▶ _Task requirements_
Without omitting anything, return the records precisely as given.

Records excerpted from a collection:
+++

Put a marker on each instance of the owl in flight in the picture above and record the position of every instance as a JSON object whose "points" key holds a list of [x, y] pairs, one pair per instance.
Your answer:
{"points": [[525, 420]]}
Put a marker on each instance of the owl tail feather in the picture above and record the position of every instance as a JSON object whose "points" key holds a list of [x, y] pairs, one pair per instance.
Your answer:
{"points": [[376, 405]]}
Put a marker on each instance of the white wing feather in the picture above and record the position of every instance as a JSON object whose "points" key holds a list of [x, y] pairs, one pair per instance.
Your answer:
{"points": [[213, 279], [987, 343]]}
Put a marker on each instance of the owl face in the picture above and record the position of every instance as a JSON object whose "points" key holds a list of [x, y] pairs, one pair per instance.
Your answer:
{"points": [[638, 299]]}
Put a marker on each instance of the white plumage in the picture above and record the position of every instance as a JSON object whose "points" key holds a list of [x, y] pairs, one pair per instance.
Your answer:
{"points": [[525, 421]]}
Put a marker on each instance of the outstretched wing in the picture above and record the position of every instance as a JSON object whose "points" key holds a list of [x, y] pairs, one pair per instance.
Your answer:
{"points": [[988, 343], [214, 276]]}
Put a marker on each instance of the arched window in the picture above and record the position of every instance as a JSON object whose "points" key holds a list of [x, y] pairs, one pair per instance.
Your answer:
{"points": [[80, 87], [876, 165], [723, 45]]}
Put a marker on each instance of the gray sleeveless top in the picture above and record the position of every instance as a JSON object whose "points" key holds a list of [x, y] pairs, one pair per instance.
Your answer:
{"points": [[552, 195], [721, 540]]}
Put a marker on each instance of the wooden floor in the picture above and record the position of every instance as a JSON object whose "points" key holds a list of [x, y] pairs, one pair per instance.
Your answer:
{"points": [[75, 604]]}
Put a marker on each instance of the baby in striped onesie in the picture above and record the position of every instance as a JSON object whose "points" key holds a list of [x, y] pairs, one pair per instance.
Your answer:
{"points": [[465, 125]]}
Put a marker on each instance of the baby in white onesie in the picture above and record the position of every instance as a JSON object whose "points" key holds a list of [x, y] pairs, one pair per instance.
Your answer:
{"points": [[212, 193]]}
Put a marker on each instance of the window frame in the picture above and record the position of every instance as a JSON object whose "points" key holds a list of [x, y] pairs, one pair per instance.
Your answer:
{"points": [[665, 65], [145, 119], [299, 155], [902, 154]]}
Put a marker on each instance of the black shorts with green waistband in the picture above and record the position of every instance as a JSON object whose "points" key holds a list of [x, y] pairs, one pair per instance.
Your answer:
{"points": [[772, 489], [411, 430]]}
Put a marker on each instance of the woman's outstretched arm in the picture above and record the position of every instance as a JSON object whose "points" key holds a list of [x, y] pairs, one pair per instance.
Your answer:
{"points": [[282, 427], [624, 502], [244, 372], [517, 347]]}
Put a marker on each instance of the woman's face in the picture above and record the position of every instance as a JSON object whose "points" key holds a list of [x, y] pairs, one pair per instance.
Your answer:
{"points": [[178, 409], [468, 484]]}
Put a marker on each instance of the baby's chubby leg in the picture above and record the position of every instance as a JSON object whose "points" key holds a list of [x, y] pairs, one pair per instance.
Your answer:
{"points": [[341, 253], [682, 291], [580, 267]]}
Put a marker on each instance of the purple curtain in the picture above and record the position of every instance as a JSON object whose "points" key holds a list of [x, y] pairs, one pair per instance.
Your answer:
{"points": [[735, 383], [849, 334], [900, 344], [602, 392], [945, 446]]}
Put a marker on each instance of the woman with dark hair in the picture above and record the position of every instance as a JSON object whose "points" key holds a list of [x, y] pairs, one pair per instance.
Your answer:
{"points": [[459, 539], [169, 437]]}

+++

▶ _Result of this exercise_
Put a marker on each instance of the owl in flight in the picture above and record the position of every instance as a JSON object whose "points" key holds a list of [x, y] pairs, one pair per instance.
Your answer:
{"points": [[525, 420]]}
Put a marker on each instance of the owl tail feather in the picture above and record the position of every instance as a JSON object whose "points" key holds a list of [x, y] pairs, one pair per instance.
Your answer:
{"points": [[376, 405]]}
Put a marker on each instance of the white wing feather in the picture above and record the position of every instance as a JSON object whose "points" key holds a list of [x, y] pairs, one pair per instance.
Your answer:
{"points": [[213, 279], [987, 343]]}
Put a marker on each instance of the owl face in the picture above and record the position of every instance as a JSON object whose "points" key holds a list of [x, y] pairs, one pair per instance.
Your answer:
{"points": [[638, 299]]}
Put a marker on each instance of the white plumage in the picture above and record the position of every instance as a JSON object whose "points" key holds a list of [x, y] pairs, one pair per instance.
Your answer:
{"points": [[525, 421]]}
Put a marker on each instance of the outstretched wing in the picture above and record the position of every instance as a JSON object whose "points" key holds a list of [x, y] pairs, one pair per instance.
Your answer:
{"points": [[988, 343], [214, 276]]}
Put a marker on each instance of the arched window in the picture above and record the position of every instance as a JSON object whose "points" key holds a list of [x, y] pairs, one pair per instance.
Your answer:
{"points": [[80, 87], [876, 165], [723, 45]]}
Put a marker on each instance of the gray sleeveless top in the picture above and record the position of every instance as a JSON object whose "points" key holds a list of [x, y] pairs, one pair per instance.
Your answer:
{"points": [[552, 195], [721, 540]]}
Put a marker on each instance of the wooden floor in the picture above and record the position of every instance as a JSON object whose "points" key holds a list of [x, y] pairs, one pair per instance.
Your answer:
{"points": [[75, 604]]}
Put a marker on each instance of the baby in striped onesie in the picture above and record the position of every instance as a JSON object whose "points" key holds a list of [x, y] pairs, one pair per instance.
Your answer:
{"points": [[465, 125]]}
Put a marker on each instance of the baby in white onesie in the picture above and record the position of every instance as a JSON object whose "points" key holds a list of [x, y] pairs, one pair per instance.
Your answer:
{"points": [[212, 193]]}
Put a marker on each instance of the window frame in the picture above and record the position of every instance as a JSON object whose "points" key holds a list of [x, y] pairs, one pair per instance.
Your answer:
{"points": [[665, 65], [145, 119], [299, 155], [902, 154]]}
Put a marker on each instance of the black shorts with green waistband in the picture above and record the position of every instance as a JSON object whose "points" key holds a list of [x, y] pairs, one pair per instance.
Your answer:
{"points": [[772, 489], [411, 430]]}
Put a marker on each instance of the woman's outstretched arm in the picture above and record the position of every instance as a JSON object whose "points" key holds a list of [x, y] pairs, one pair per instance.
Your answer:
{"points": [[282, 427], [624, 502], [244, 372], [517, 347]]}
Put a marker on each instance of the woman's face in the picture above and record the position of every instance as a JSON object whose "points" key holds a list of [x, y] pairs, one pair per instance.
Your answer:
{"points": [[178, 409], [468, 484]]}
Put a marker on each instance of the baby's chubby leg in the picture above and record the position of every instance as a JSON object whose "points" key holds a list of [x, y] pairs, one pair per instance.
Your answer:
{"points": [[341, 253], [682, 291], [580, 267]]}
Put a marker on each instance of the purple curtain in the picture above and record the position of every instance as a JSON object whose "points" key holds a list of [x, y] pairs, one pair per instance.
Your answer:
{"points": [[735, 383], [849, 334], [900, 344], [602, 392], [945, 446]]}
Put a marker on each instance of the woman with dark hair in the picture above and record the position of every instance as a JSON object whose "points" key holds a list of [x, y] pairs, one pair per instance.
Your answer:
{"points": [[459, 539], [169, 437]]}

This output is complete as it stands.